YOUR INSTRUCTIONS: Will you write out all the entries below exactly?

RECORD EXCERPTS:
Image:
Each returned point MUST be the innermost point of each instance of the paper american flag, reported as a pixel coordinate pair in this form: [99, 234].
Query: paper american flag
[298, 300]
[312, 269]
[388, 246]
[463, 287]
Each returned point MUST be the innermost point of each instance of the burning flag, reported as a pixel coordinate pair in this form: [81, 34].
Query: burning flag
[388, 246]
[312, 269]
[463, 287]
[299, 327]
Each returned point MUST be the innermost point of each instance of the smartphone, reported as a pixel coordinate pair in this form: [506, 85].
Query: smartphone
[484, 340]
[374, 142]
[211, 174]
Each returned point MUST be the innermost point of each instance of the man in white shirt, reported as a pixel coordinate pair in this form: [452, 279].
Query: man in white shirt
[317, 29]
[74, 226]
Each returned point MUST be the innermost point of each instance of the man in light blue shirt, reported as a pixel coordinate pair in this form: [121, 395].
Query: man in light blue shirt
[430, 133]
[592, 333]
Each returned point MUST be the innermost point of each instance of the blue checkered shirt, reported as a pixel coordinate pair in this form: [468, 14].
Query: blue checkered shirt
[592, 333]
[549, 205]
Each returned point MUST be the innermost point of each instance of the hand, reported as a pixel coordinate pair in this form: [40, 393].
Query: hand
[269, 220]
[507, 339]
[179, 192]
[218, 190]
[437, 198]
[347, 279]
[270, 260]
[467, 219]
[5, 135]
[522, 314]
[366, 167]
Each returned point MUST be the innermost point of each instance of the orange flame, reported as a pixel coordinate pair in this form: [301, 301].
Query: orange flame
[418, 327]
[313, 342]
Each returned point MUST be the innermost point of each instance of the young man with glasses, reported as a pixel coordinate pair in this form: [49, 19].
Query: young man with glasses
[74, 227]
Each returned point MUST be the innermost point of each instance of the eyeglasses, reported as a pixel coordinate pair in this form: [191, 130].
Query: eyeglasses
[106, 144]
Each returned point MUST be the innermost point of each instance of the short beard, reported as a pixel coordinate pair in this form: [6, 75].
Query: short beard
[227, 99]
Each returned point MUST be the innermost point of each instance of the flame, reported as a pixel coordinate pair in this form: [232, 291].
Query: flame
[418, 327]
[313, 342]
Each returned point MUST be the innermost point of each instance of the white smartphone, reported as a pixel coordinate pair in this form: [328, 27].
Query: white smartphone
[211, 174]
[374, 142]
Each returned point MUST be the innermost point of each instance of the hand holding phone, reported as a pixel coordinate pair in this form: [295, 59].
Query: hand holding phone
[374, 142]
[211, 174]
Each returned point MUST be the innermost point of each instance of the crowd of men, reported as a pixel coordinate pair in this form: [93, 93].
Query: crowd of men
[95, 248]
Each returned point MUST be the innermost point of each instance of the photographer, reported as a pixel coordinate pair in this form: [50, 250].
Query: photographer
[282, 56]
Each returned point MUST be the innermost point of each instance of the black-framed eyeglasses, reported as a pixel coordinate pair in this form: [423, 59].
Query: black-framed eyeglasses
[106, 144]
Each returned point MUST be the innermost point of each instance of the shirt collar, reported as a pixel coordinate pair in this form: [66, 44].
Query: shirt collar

THE COMPLETED TASK:
Image:
Each returned point MUST be the innermost point of each instance of the paper american flag, reported as a pixel coordinate pair in this form: [99, 234].
Query: paper american flag
[298, 300]
[312, 269]
[388, 246]
[463, 287]
Each returned point MUST be the innermost point of each instance of the burning flag, reported as a pixel coordinate pair in this form: [81, 34].
Query: burning flag
[388, 246]
[312, 269]
[463, 287]
[299, 327]
Each returned point MUST be the innermost point of each instance of the smartphone, reported as a pixel coordinate pair in this form: [506, 85].
Query: smartphone
[484, 340]
[374, 142]
[211, 174]
Each returned point MUST be the innermost point of each instance of the man in white shirt, reported as a pixel coordinate pair in this form: [452, 279].
Query: man in white shirt
[317, 29]
[74, 226]
Each returned point MUST be the innermost point of each instance of the man in light blue shirt, reported as a pixel coordinate pair in this form: [121, 395].
Query: man in light blue shirt
[430, 133]
[592, 333]
Each returned point MUST be the innermost point of each instance of the blue checkered shirt, reported as a pixel coordinate pair in this form: [468, 14].
Query: blue checkered shirt
[592, 333]
[549, 205]
Each returned point MUST be the innermost point of each instance of the hand, reported as a pixel coordinate pair in this form: [40, 393].
Query: hand
[269, 220]
[507, 339]
[179, 192]
[218, 190]
[437, 198]
[347, 279]
[270, 260]
[467, 219]
[5, 135]
[522, 314]
[366, 167]
Each returned point MUST be the innermost point of each instance of the orange flame, reported as a pixel coordinate pair in this form: [301, 301].
Query: orange flame
[418, 327]
[313, 342]
Each returned point MUST be the innermost point of each instance of the young man with glasses, reported as a pixel coordinate pair in this form: [49, 19].
Query: young man with glasses
[74, 227]
Each returned point MUST be the innermost point of each instance of the eyeglasses, reported as a pixel coordinate pair in this form: [191, 130].
Query: eyeglasses
[106, 144]
Each returned point MUST be the innermost point of each instance of the short beard, reported as a pixel coordinate pair in this form: [6, 75].
Query: short beard
[227, 99]
Each returned point MUST be the innermost point of each instance of the flame, reported as a pixel coordinate pair in this form: [232, 291].
Query: flame
[418, 327]
[313, 342]
Each returned point MUST be the innermost point of each instance of the white smartphone, reported as a pixel coordinate pair in this form: [328, 27].
Query: white smartphone
[211, 174]
[374, 142]
Each returned point MUST be the innermost point of each instance of the hand holding phone, reported as a pixel coordinate pair in this form: [295, 59].
Query: hand holding phone
[374, 142]
[211, 174]
Each returned point MUST be the innermost point of each instance of the crowd of men, reported as a pixel coordinate pair in this form: [93, 93].
Query: crowd of men
[95, 248]
Each returned point MUST be the innermost point of each instance of the photographer, reported as a pixel coordinate pair in this form: [50, 250].
Query: photographer
[282, 56]
Each returned point MUST be the innermost point of each instance of the black-framed eyeglasses, reported as a pixel coordinate pair in this form: [423, 59].
Query: black-framed eyeglasses
[106, 144]
Each returned point MUST be the innermost point of each instance of the shirt collar, reported as a pixel coordinate pair in this form: [66, 44].
Query: shirt collar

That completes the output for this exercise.